Texto fornecido |
------------------------------------

O filme acompanha Marcielle, uma menina de 13 anos que vive na ilha amazônica de Marajó, que experimenta uma perda progressiva de inocência dentro de uma comunidade onde os abusos são normalizados.
A diretora, cujo longa-metragem ganhou o Prêmio do Diretor no Giornate degli Autori de Veneza e recebeu vários reconhecimentos em festivais internacionais, considera que a presença no Goya faz parte do que ela define como “uma sensação de missão cumprida ou missão em andamento”. “Ser o filme brasileiro selecionado para o Goya significa amplificar essa voz. Significa ecoar essa mensagem”, disse Marianna Brennand, em entrevista concedida à Europa Press. A cineasta acrescenta que esse reconhecimento também destaca que “a violência é universal”, algo que ela identifica como um elemento central na recepção do filme pelo público.
MAIS DE UMA DÉCADA DE PESQUISA
Brennand situa a origem do projeto há mais de dez anos. Naquela época, a diretora acabara de lançar um documentário no Brasil quando conversou com a cantora e ativista Fafá de Belém, recém-chegada de uma viagem à ilha de Marajó, no estado do Pará. Lá, ela observou a situação de meninas muito jovens que subiam em barcaças no rio Tajapuru e eram exploradas sexualmente em troca de pequenas quantias de dinheiro, combustível ou comida. “Fiquei completamente arrasada e indignada. Parecia impossível acreditar que isso estivesse acontecendo”, lembra a cineasta. Ela afirma que, após conhecer esses depoimentos, seu impulso imediato foi “denunciar a situação” por meio do cinema.

------------------------------------

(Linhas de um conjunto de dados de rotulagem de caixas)
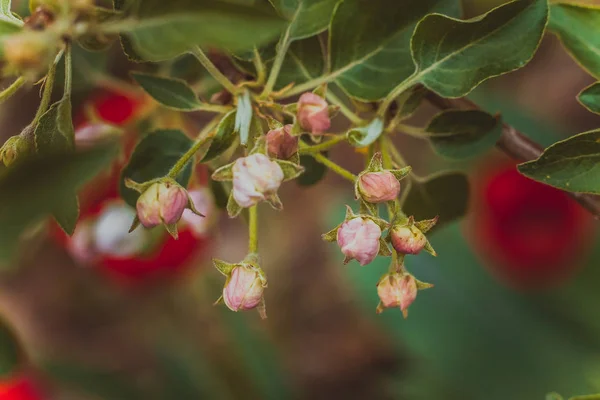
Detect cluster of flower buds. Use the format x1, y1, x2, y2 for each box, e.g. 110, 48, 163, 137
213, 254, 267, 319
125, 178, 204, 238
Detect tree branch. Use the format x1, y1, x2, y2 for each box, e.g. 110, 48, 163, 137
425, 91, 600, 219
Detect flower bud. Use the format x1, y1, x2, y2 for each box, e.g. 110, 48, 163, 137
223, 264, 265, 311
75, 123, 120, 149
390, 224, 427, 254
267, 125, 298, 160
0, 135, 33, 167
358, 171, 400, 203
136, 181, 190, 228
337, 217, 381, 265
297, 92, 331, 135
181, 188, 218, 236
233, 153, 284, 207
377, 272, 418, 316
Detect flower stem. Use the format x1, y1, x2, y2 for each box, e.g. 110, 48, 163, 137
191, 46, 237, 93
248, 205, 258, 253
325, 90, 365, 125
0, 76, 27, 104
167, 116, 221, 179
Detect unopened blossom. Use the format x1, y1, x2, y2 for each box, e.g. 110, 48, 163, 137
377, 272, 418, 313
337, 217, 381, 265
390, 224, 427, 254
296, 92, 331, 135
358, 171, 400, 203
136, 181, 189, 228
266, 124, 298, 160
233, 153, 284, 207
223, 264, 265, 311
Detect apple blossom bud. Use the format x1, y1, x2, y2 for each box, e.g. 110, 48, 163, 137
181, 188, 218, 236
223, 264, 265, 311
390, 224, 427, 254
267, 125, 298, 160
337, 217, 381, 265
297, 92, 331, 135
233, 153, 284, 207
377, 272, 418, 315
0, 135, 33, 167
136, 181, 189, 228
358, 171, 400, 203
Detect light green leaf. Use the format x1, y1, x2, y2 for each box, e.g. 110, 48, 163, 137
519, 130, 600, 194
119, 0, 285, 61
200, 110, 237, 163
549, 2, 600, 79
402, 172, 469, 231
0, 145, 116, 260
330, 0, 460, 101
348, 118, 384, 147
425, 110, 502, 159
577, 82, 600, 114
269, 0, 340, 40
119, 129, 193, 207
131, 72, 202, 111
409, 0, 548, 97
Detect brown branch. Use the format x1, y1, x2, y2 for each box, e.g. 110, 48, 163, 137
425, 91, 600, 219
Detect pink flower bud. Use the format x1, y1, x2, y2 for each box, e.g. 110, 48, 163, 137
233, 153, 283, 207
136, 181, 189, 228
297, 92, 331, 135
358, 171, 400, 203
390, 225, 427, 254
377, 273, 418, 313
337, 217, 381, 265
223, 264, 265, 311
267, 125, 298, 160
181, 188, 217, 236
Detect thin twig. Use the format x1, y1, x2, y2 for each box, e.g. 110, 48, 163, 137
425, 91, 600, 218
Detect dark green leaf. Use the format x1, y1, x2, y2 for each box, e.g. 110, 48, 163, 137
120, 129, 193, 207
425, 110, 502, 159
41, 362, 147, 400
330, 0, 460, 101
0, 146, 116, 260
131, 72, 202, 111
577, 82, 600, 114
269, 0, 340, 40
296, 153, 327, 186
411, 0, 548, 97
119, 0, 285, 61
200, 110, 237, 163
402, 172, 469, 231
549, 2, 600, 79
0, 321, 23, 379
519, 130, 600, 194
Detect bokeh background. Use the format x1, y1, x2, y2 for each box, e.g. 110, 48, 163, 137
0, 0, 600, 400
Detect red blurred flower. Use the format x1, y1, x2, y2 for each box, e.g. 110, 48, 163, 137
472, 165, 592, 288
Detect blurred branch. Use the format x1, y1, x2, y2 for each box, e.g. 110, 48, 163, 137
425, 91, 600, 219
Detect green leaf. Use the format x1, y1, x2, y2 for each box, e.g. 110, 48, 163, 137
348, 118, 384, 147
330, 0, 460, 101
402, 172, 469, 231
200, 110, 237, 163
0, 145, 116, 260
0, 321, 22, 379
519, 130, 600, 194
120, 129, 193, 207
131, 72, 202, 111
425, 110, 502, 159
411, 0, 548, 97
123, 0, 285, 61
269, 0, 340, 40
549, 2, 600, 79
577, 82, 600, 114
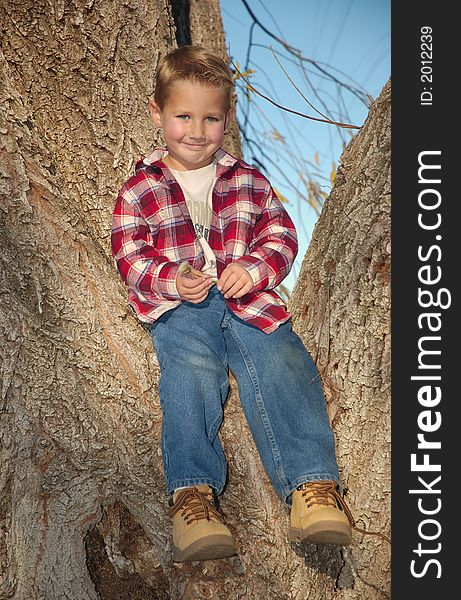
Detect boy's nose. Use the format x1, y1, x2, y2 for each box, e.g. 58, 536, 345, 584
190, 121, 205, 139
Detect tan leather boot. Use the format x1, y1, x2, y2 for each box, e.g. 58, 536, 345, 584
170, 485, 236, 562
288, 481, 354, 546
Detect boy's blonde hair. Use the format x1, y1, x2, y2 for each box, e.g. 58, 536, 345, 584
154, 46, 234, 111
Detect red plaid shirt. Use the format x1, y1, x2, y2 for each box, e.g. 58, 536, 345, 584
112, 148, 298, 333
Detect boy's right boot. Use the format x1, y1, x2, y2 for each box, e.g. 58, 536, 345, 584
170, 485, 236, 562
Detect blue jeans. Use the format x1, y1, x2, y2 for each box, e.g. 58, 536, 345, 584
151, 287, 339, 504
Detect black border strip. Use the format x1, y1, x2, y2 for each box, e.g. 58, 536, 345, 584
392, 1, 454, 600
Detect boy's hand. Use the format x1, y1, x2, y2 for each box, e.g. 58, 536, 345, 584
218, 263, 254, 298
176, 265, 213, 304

------------------------------------

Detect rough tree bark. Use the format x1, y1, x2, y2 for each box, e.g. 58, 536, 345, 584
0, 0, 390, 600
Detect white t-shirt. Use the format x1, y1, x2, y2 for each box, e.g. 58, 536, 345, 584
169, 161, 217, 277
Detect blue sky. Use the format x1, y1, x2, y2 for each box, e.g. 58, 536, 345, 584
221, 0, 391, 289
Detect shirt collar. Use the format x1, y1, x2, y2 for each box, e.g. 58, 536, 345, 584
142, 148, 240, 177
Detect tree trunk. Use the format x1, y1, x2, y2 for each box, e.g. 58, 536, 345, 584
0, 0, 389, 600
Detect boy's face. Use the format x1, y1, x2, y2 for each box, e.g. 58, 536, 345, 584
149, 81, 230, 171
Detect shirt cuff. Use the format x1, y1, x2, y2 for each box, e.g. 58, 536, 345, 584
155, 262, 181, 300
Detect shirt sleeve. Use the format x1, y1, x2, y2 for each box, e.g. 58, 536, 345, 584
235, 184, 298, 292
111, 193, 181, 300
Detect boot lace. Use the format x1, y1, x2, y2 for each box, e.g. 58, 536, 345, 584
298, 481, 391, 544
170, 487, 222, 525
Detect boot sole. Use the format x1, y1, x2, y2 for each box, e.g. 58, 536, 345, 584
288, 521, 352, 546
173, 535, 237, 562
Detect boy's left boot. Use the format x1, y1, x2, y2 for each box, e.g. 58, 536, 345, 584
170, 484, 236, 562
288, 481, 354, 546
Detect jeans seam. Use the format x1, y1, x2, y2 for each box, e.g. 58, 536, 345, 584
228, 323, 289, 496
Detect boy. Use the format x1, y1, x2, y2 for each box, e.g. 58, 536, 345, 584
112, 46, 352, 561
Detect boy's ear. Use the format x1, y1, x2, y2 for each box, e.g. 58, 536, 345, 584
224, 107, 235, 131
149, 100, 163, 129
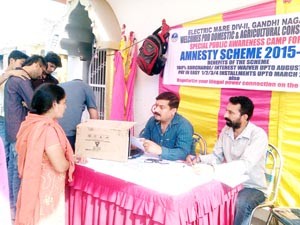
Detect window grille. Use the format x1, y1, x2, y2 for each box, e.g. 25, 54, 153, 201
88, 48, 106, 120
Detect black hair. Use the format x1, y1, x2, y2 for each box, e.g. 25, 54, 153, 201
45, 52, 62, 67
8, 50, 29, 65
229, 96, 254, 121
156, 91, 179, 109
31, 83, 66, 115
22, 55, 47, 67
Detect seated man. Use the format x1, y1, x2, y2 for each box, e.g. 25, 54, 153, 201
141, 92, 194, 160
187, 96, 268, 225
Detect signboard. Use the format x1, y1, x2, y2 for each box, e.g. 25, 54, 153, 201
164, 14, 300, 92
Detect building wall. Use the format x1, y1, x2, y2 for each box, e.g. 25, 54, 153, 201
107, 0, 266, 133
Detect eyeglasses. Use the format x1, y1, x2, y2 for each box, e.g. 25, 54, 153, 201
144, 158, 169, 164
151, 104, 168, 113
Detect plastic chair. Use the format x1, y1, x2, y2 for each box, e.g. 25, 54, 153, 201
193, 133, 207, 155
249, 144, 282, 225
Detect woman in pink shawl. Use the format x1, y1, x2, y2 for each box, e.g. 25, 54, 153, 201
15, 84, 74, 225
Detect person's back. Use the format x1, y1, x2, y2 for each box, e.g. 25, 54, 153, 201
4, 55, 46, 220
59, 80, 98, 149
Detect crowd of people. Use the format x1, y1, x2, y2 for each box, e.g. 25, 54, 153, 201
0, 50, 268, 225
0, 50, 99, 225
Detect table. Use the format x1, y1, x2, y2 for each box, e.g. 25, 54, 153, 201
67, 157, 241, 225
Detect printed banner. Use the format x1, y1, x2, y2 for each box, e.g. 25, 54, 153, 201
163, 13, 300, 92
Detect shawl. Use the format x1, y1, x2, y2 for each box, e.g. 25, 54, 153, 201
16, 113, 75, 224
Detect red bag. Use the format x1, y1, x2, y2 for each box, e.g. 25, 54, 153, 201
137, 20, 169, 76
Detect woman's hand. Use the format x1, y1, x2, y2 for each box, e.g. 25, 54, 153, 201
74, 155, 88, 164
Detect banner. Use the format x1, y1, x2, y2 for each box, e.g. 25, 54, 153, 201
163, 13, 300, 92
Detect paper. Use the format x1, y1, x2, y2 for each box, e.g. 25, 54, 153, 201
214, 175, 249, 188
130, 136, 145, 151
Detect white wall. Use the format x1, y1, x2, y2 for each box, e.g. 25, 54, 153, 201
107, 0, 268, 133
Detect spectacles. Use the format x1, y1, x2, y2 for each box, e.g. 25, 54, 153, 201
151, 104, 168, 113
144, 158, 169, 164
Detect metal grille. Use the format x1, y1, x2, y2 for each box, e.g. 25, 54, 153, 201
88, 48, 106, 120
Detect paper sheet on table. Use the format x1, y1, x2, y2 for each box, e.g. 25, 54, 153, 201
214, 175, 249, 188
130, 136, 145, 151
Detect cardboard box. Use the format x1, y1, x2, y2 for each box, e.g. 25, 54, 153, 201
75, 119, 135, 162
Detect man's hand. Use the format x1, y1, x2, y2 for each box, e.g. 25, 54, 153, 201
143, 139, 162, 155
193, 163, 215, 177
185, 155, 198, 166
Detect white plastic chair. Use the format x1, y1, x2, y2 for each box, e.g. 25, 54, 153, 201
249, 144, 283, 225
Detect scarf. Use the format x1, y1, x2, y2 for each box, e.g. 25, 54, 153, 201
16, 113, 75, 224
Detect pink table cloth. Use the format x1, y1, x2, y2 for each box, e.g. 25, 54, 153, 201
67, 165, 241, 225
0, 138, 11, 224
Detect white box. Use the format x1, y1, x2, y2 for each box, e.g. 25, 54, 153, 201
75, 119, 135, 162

------------------------------------

Tarefas a realizar |
(A) Responda com base no texto sobre o filme de Marianna Brennand:
(i) Qual é a idade de Marcielle?
(ii) Que prêmio o longa-metragem recebeu no Giornate degli Autori de Veneza?
(iii) Em que rio as meninas subiam em barcaças?
(B) Continue o texto sobre o filme de Marianna Brennand a partir da última frase apresentada.

Respostas por tarefa |
(A)
(i) 13 anos.
(ii) O Prêmio do Diretor.
(iii) No rio Tajapuru.

(B)
Sua primeira ideia foi abordar o tema por meio do formato documental. No entanto, após avaliar as implicações éticas, ela decidiu descartá-la. “Eu teria que colocar mulheres e meninas diante da câmera e pedir que relatassem as experiências tão violentas que haviam vivido. E isso seria muito traumático. Eu queria fazer este filme sem acrescentar mais violência”, explica. Esse raciocínio a levou a desenvolver “Manas” como uma ficção inspirada nos depoimentos coletados durante a investigação.
UM PROCESSO DE TRABALHO CENTRADO NA PROTEÇÃO DOS ATORES
A atriz principal, Jamilli Correa, tinha 13 anos e não tinha experiência prévia em atuação. Brennand explica que esse fato implicou um processo de trabalho especialmente cuidadoso. Antes das filmagens, foram realizados workshops com as menores selecionadas e mantidas conversas com suas famílias para garantir que compreendessem o conteúdo geral da história. “Elas sabiam do que se tratava o filme, mas nunca as deixamos ler o roteiro”, ressalta. A diretora explica que as cenas foram preparadas de forma simbólica, evitando que as meninas se envolvessem emocionalmente nos elementos mais difíceis da história.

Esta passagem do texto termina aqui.